## PROVIDED PASSAGE
Using an actual queue for better performance (as suggested by David):

from collections import deque

def alternate(*iterators):
    queue = deque(iterators)
    while len(queue) > 0:
        iterator = queue.popleft()
        try:
            yield next(iterator)
            queue.append(iterator)
        except StopIteration:
            pass

It works even when some iterators are finite and others are infinite:

from itertools import count

for n in alternate(count(), iter(range(3)), count(100)):
    input(n)

Prints:

0
0
100
1
1
101
2
2
102
3
103
4
104
5
105
6
106

It also correctly stops if/when all iterators have been exhausted.

If you want to handle non-iterator iterables, like lists, you can use

def alternate(*iterables):
    queue = deque(map(iter, iterables))
    ...
user76284
  • 1,269
  • 14
  • 29
  • An interesting approach. :) So many ways to do this. I wonder if a rotating `deque()` would be more efficient than rebuilding the tuple on every iteration? – David Eyk Nov 09 '16 at 01:12
1

Use izip and chain together:

>>> list(itertools.chain.from_iterable(itertools.izip(items, c))) # 2.6 only
['foo', 1, 'bar', 2]

>>> list(itertools.chain(*itertools.izip(items, c)))
['foo', 1, 'bar', 2]
A. Coady
  • 54,452
  • 8
  • 34
  • 40
1

A concise method is to use a generator expression with itertools.cycle(). It avoids creating a long chain() of tuples.

## RECORDS PROVIDED

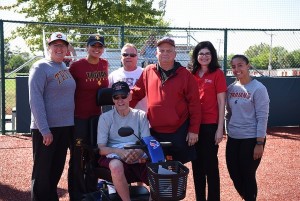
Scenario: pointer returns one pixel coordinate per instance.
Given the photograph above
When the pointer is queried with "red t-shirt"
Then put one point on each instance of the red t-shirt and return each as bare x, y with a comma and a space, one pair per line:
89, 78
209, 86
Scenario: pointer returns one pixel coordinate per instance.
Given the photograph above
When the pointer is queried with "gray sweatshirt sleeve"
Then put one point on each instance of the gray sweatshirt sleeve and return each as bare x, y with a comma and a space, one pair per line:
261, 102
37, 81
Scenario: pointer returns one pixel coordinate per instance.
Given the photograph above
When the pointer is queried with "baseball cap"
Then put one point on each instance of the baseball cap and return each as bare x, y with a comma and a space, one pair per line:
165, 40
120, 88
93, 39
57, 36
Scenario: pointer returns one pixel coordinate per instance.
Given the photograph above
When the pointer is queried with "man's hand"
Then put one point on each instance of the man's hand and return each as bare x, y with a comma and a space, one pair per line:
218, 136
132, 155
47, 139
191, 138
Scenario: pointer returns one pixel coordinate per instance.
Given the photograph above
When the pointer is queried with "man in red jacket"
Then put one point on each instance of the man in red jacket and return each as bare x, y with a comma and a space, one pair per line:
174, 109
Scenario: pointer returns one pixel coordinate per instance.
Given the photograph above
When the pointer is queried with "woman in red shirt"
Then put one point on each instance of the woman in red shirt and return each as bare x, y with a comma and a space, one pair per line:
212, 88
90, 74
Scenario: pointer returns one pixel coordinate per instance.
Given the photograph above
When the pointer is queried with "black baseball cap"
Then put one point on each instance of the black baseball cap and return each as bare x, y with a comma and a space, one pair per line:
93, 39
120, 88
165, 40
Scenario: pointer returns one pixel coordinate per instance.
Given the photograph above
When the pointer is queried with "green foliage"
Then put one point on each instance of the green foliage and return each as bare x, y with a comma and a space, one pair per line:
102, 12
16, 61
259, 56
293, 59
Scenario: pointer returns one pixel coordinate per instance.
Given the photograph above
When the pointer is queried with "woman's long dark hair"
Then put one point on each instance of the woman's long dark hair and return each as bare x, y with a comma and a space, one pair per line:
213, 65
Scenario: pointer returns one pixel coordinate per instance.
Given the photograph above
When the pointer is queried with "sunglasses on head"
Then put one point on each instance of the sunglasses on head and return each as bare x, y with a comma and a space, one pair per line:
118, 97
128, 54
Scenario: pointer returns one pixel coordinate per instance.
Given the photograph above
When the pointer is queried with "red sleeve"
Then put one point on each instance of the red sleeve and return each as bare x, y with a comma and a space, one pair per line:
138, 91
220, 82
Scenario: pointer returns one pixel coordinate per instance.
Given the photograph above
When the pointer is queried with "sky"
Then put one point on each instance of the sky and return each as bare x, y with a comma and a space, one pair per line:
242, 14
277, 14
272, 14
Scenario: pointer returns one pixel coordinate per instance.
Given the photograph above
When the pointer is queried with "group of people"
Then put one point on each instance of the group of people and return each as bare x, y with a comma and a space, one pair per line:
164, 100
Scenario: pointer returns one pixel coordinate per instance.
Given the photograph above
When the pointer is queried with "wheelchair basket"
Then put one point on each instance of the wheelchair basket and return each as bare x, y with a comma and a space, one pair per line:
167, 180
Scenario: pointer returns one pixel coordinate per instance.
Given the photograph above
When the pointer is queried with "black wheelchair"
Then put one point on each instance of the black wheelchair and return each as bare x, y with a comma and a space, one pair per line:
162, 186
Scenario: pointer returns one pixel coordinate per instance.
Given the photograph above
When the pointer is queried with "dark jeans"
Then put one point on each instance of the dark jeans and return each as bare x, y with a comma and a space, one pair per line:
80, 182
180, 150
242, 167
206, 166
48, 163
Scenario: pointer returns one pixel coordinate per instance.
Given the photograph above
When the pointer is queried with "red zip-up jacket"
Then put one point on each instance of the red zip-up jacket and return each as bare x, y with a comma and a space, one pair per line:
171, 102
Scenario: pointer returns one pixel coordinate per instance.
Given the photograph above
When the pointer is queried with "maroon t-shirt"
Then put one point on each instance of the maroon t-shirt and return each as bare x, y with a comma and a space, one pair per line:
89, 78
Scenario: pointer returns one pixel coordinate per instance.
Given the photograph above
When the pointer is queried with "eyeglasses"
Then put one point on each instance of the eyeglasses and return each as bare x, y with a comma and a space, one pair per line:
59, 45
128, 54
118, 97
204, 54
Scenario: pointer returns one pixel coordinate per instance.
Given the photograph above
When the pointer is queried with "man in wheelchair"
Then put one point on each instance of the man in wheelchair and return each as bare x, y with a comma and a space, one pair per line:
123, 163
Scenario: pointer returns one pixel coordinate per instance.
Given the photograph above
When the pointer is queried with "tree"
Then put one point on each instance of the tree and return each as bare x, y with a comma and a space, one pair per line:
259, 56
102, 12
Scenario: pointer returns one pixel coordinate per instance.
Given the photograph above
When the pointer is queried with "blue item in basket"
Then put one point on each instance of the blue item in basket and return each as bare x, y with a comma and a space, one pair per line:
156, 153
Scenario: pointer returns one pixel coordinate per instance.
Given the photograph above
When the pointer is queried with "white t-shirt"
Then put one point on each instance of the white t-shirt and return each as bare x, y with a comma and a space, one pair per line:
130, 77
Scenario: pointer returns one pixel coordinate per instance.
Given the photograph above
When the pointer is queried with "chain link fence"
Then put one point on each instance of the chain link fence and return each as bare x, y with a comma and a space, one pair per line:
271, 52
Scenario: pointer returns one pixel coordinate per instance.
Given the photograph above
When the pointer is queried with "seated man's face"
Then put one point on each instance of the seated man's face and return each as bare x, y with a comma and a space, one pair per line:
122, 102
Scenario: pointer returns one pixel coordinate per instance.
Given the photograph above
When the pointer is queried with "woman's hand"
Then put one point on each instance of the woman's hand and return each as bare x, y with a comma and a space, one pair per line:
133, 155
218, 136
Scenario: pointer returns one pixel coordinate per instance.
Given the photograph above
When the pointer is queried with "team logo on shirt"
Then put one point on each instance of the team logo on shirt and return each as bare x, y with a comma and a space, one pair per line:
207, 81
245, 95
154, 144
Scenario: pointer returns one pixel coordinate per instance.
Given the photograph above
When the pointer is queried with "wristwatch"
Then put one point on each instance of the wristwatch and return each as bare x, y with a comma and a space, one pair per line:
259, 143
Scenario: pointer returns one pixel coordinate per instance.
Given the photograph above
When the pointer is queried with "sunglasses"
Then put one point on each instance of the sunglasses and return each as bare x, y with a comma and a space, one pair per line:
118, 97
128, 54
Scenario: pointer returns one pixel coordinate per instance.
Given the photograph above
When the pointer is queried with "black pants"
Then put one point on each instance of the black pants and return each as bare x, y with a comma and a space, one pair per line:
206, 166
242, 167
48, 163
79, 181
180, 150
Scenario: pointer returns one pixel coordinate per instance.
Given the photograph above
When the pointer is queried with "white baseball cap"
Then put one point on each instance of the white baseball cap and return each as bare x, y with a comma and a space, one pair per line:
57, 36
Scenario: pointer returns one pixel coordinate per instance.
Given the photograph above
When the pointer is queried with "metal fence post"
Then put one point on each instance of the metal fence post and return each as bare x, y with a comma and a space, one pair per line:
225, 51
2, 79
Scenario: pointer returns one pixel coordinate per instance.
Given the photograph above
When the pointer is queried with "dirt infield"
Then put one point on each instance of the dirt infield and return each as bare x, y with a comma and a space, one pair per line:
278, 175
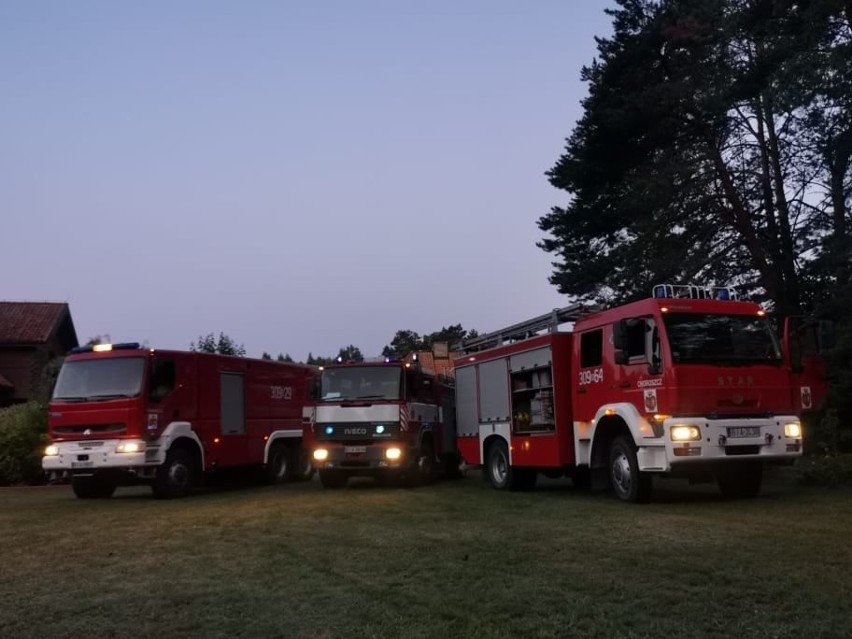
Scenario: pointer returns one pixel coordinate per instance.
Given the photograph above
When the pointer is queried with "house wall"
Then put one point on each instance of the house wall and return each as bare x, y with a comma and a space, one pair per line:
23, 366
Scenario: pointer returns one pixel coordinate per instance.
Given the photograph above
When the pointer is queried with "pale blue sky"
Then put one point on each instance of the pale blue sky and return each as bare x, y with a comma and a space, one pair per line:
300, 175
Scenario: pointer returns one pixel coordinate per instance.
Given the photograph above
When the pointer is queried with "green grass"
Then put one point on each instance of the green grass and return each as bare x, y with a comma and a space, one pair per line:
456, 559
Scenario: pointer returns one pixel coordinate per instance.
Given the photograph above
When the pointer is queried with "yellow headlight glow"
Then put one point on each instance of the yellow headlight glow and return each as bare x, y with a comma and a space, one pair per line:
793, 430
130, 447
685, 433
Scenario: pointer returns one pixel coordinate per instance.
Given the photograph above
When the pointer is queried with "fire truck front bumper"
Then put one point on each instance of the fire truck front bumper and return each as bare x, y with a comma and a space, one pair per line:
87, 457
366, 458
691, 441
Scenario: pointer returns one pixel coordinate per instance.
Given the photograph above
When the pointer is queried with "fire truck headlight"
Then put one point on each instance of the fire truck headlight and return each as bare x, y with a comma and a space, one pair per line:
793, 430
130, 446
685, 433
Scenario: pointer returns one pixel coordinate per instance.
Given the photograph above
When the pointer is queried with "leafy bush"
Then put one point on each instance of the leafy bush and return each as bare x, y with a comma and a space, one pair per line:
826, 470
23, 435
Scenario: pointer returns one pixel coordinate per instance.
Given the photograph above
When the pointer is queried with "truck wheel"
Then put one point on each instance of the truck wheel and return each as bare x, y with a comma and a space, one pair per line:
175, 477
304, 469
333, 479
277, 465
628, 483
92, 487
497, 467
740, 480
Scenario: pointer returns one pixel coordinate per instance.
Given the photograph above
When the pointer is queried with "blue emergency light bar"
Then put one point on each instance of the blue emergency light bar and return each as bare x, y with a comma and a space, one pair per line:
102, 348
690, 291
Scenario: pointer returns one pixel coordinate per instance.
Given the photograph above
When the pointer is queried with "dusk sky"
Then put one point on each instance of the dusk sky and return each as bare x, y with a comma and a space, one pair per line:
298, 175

## GIVEN PROBLEM A
Please list every username that signs a post or comment in the forum thread on alternating between iterators.
## GIVEN PROBLEM B
Extend the forum thread on alternating between iterators, starting right after its last sentence.

## WRITTEN REPLY A
user76284, David Eyk, A. Coady

## WRITTEN REPLY B
generator = (it.next() for it in itertools.cycle([i1, i2]))
0

Why is itertools needed?

def imerge(a,b):
    for i,j in zip(a,b):
        yield i
        yield j

In this case at least one of a or b must be of finite length, cause zip will return a list, not an iterator. If you need an iterator as output then you can go for the Claudiu solution.

Andrea Ambu
  • 38,188
  • 14
  • 54
  • 77
  • I prefer an iterator, as I'm reading values from files of arbitrary size. I'm sure there are cases where zip is superior. – David Eyk Oct 29 '08 at 03:53
0

Using itertools.izip(), instead of zip() as in some of the other answers, will improve performance:

As "pydoc itertools.izip" shows:

Works like the zip() function but consumes less memory by returning an iterator instead of a list.

Itertools.izip will also work properly even if one of the iterators is infinite.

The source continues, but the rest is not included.